## Action item
Transcribe the entries exactly; images are not part of the copy.

*** Source data ***

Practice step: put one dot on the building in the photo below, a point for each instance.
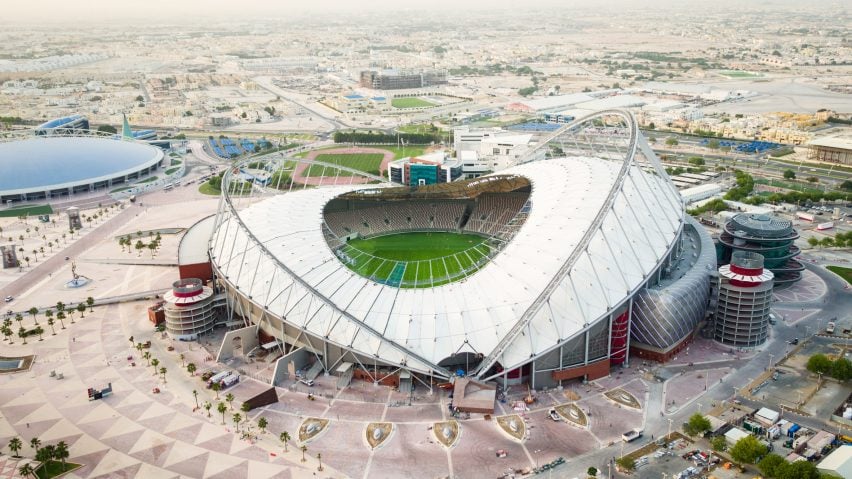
(831, 150)
(425, 170)
(69, 125)
(767, 235)
(190, 309)
(61, 166)
(745, 294)
(401, 79)
(572, 243)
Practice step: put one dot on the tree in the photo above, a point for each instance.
(626, 463)
(748, 450)
(15, 445)
(237, 418)
(841, 369)
(61, 452)
(771, 464)
(222, 410)
(26, 470)
(697, 424)
(819, 364)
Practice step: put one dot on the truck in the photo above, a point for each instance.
(230, 381)
(805, 216)
(631, 436)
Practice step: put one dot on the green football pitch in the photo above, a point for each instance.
(416, 260)
(367, 162)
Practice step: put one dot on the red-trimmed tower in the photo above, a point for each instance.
(745, 294)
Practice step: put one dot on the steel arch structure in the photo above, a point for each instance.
(604, 223)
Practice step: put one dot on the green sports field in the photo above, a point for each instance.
(367, 162)
(416, 260)
(410, 103)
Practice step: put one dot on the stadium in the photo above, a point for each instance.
(537, 273)
(43, 167)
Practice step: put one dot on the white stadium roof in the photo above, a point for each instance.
(313, 290)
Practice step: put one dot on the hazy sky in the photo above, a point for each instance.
(168, 11)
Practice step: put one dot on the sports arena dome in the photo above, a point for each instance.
(567, 243)
(41, 167)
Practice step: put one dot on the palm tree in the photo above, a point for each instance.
(26, 470)
(61, 452)
(15, 445)
(34, 312)
(245, 407)
(222, 410)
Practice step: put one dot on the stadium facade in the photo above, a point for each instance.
(42, 167)
(586, 253)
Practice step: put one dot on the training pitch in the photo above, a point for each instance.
(367, 162)
(416, 260)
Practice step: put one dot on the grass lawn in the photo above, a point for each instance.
(26, 211)
(207, 189)
(418, 259)
(367, 162)
(410, 103)
(845, 273)
(54, 468)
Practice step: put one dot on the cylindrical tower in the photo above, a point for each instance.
(189, 309)
(745, 293)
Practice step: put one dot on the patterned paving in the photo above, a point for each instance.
(132, 433)
(809, 288)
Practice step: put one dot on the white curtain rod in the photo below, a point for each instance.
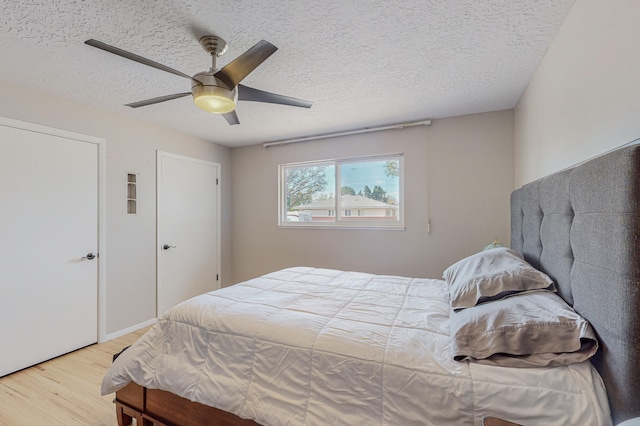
(350, 132)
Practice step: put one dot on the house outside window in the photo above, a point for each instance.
(369, 193)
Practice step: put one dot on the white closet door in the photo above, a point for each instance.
(48, 222)
(188, 228)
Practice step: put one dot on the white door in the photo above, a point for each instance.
(48, 222)
(188, 228)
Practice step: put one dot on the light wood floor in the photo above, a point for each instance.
(63, 391)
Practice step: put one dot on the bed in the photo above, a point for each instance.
(319, 346)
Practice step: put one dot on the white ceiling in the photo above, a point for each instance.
(363, 63)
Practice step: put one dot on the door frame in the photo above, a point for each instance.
(159, 156)
(101, 259)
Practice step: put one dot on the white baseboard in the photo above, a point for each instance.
(128, 330)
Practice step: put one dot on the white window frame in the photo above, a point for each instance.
(337, 222)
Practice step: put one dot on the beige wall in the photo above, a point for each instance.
(458, 173)
(583, 98)
(131, 146)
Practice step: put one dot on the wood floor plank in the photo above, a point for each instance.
(64, 391)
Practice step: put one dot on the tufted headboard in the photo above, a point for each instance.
(582, 227)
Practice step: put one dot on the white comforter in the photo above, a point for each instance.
(306, 346)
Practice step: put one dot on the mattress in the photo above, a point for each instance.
(309, 346)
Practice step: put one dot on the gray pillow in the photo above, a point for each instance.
(535, 329)
(491, 275)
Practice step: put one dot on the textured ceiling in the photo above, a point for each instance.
(363, 63)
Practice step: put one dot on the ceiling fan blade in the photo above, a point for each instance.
(158, 100)
(246, 93)
(134, 57)
(233, 73)
(232, 118)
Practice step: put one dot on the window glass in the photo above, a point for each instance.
(369, 193)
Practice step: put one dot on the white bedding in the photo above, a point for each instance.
(306, 346)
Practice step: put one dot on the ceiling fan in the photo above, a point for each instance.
(216, 91)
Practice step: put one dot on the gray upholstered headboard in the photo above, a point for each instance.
(582, 227)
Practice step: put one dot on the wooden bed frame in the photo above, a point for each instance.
(151, 407)
(582, 227)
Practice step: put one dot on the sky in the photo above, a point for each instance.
(357, 175)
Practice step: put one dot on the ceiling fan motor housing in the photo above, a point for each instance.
(211, 94)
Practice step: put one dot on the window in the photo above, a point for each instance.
(369, 193)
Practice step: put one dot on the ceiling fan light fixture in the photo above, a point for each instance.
(217, 100)
(211, 95)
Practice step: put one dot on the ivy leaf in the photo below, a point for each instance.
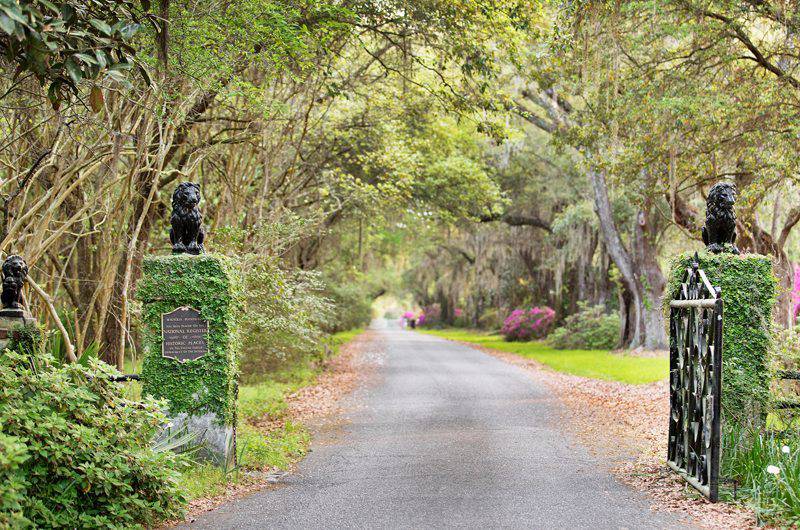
(73, 70)
(101, 26)
(96, 99)
(6, 24)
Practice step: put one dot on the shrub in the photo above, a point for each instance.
(491, 319)
(352, 305)
(766, 466)
(431, 316)
(591, 328)
(74, 453)
(528, 324)
(748, 287)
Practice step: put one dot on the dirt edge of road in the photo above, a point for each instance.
(317, 406)
(626, 425)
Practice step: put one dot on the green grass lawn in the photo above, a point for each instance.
(596, 364)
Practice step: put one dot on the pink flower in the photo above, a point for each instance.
(528, 324)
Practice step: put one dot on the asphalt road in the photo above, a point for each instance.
(447, 437)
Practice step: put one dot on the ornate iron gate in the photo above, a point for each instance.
(695, 344)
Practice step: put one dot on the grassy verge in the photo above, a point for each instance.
(259, 450)
(595, 364)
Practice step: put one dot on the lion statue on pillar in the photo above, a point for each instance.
(186, 234)
(720, 228)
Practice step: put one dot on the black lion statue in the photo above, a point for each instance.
(186, 234)
(15, 271)
(720, 228)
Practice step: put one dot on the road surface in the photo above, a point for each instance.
(447, 437)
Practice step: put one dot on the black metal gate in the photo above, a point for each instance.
(695, 366)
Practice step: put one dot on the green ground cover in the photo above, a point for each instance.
(264, 400)
(596, 364)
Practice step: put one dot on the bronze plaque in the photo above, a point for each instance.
(184, 334)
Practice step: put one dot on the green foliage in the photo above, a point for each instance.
(352, 305)
(748, 293)
(287, 308)
(279, 448)
(595, 364)
(75, 453)
(62, 43)
(591, 328)
(259, 404)
(27, 339)
(13, 455)
(747, 457)
(210, 284)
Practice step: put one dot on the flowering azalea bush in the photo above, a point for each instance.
(796, 293)
(528, 324)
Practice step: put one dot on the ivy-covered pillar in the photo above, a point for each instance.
(748, 284)
(191, 346)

*** End of Source data ***

## Answer area
Practice step: put one dot on the building in the photo below, a point for each instance.
(831, 150)
(425, 170)
(69, 125)
(767, 235)
(190, 309)
(61, 166)
(745, 294)
(401, 79)
(572, 243)
Practice step: put one dot on the tree in the photo above, a point for each instance.
(626, 463)
(748, 450)
(15, 445)
(237, 418)
(841, 369)
(61, 452)
(771, 464)
(222, 410)
(26, 470)
(697, 424)
(819, 364)
Practice step: put one dot on the truck in the photo above, a point for each instance.
(230, 381)
(805, 216)
(631, 436)
Practice step: put one dot on the green football pitch in the photo above, a point for each instance.
(416, 260)
(367, 162)
Practice step: put one dot on the red-trimmed tower in the photo above, a point for each instance.
(745, 294)
Practice step: put one dot on the steel arch structure in the photo above, a point for each instance.
(604, 223)
Practice step: put one dot on the green sports field in the photo above, a point for each instance.
(367, 162)
(416, 260)
(410, 103)
Practice step: put one dot on the stadium in the photo above, a point for each instance.
(537, 273)
(43, 167)
Practice step: put one dot on the white stadium roof in the photo above, a point for each instance.
(313, 290)
Practice step: put one dot on the hazy sky in the photo above, a point for each instance.
(168, 11)
Practice step: put one dot on the sports arena dome in the photo above, a point for each instance.
(567, 243)
(41, 167)
Practice step: put one dot on the palm tree in the photo above, a point for each instance.
(26, 470)
(61, 452)
(15, 445)
(34, 312)
(245, 407)
(222, 410)
Practice step: put one dot on the stadium facade in the photo above, a point for each instance.
(42, 167)
(586, 253)
Practice step: put one dot on the training pitch in the photo above, a point for each instance.
(367, 162)
(416, 260)
Practice step: put one dot on the grass lawn in the photo above, a point for each instance.
(26, 211)
(207, 189)
(418, 259)
(367, 162)
(410, 103)
(845, 273)
(54, 468)
Practice step: put one dot on the cylindrical tower in the photo above, a point for each instance.
(189, 309)
(745, 293)
Practice step: put one dot on the patterned paving in the photo above, a point for each instance.
(132, 433)
(809, 288)
Practice step: put one dot on the white curtain rod in the photo below, a point for each instance.
(350, 132)
Practice step: put one dot on the house outside window in the photo above, a point for each instance.
(369, 193)
Practice step: put one dot on the white closet door in the photo above, a point for each instance.
(48, 222)
(188, 228)
Practice step: put one dot on the white door in the photo above, a point for each instance.
(48, 222)
(188, 228)
Practice step: put one dot on the light wood floor in the photo above, a point for each instance.
(63, 391)
Practice step: put one dot on the bed in the photo above, a point for each instance.
(319, 346)
Practice step: put one dot on the white ceiling in the photo above, a point for each instance.
(363, 63)
Practice step: put one dot on the door frame in the photo above, a point for each instance.
(159, 156)
(101, 259)
Practice step: put one dot on the white baseboard in the photo above, a point for each instance.
(128, 330)
Practice step: put one dot on the white window frame in the photo above, a point for each instance.
(337, 222)
Practice step: put one dot on the beige wall in the photo above, a point for each instance.
(458, 173)
(583, 98)
(131, 146)
Practice step: put one dot on the wood floor plank in the photo above, a point for each instance.
(64, 391)
Practice step: put one dot on the tufted headboard in the photo above, a point for each instance.
(582, 227)
Practice step: put one dot on the white comforter in the photo above, a point for each instance.
(306, 346)
Practice step: put one dot on the mattress in the photo above, a point for each instance.
(309, 346)
Practice step: put one dot on the gray pillow in the photo above, a point for each instance.
(535, 329)
(491, 275)
Practice step: put one dot on the textured ceiling in the photo above, a point for each instance.
(363, 63)
Practice step: put one dot on the ceiling fan blade in the photo above, a point for each instance.
(158, 100)
(246, 93)
(134, 57)
(233, 73)
(232, 118)
Practice step: put one dot on the window glass in the photo above, a point for each instance.
(369, 193)
Practice step: put one dot on the white bedding in the photo above, a point for each instance.
(306, 346)
Practice step: put one dot on the ceiling fan in the photo above, a point for each instance.
(216, 91)
Practice step: put one dot on the gray upholstered headboard in the photo above, a point for each instance.
(582, 227)
Practice step: put one dot on the wooden bed frame in the photo above, a point for each instance.
(151, 407)
(582, 227)
Practice step: put one dot on the sky in the photo above, a point for each instance.
(357, 175)
Practice step: put one dot on the ceiling fan motor housing in the photo above, a point for each instance.
(211, 94)
Practice step: put one dot on the window in the photo above, a point for each instance.
(369, 193)
Practice step: put one dot on the ceiling fan light fixture in the photo above, a point for each instance.
(217, 100)
(211, 95)
Practice step: put one dot on the ivy leaf in the photo below, a point for each instance.
(73, 70)
(101, 26)
(96, 99)
(6, 24)
Practice step: put one dot on the shrub in the photo above, a point for each instance.
(491, 319)
(352, 305)
(766, 466)
(431, 316)
(591, 328)
(74, 453)
(528, 324)
(748, 287)
Practice step: put one dot on the dirt edge of road in the photo above, a point for each instance.
(317, 406)
(626, 425)
Practice step: put one dot on the green grass lawn in the photo above, a point for each instance.
(596, 364)
Practice step: put one dot on the pink flower in the photo above, a point for each instance.
(528, 324)
Practice step: put one dot on the asphalt road in the photo above, a point for each instance.
(447, 437)
Practice step: put one dot on the ornate iron gate in the photo above, a point for each instance.
(695, 344)
Practice step: put one dot on the grassy verge in the photo above, a point for each instance.
(259, 450)
(595, 364)
Practice step: put one dot on the lion statue on pillar in the photo above, a point for each instance.
(186, 234)
(720, 228)
Practice step: put one dot on the black lion statue in the photo above, a point for each instance.
(186, 234)
(15, 271)
(720, 228)
Practice step: put one dot on the road surface in the photo above, a point for each instance.
(447, 437)
Practice step: put one dot on the black metal gate in the photo above, a point for each instance.
(695, 366)
Practice step: put one dot on the green ground cover in the photo above, a point for each instance.
(264, 400)
(596, 364)
Practice step: put one dot on the bronze plaque in the photo above, a point for each instance.
(184, 334)
Practice step: put one dot on the green foliage in the photo above, a point for each instance.
(352, 305)
(748, 293)
(287, 308)
(279, 448)
(595, 364)
(75, 453)
(62, 43)
(591, 328)
(259, 404)
(27, 339)
(13, 455)
(747, 457)
(210, 284)
Practice step: put one dot on the flowering azalea bush in the photo above, a point for each instance.
(796, 293)
(528, 324)
Practice step: put one dot on the ivy-covered pillar in the photo above, a point for each instance.
(748, 284)
(191, 346)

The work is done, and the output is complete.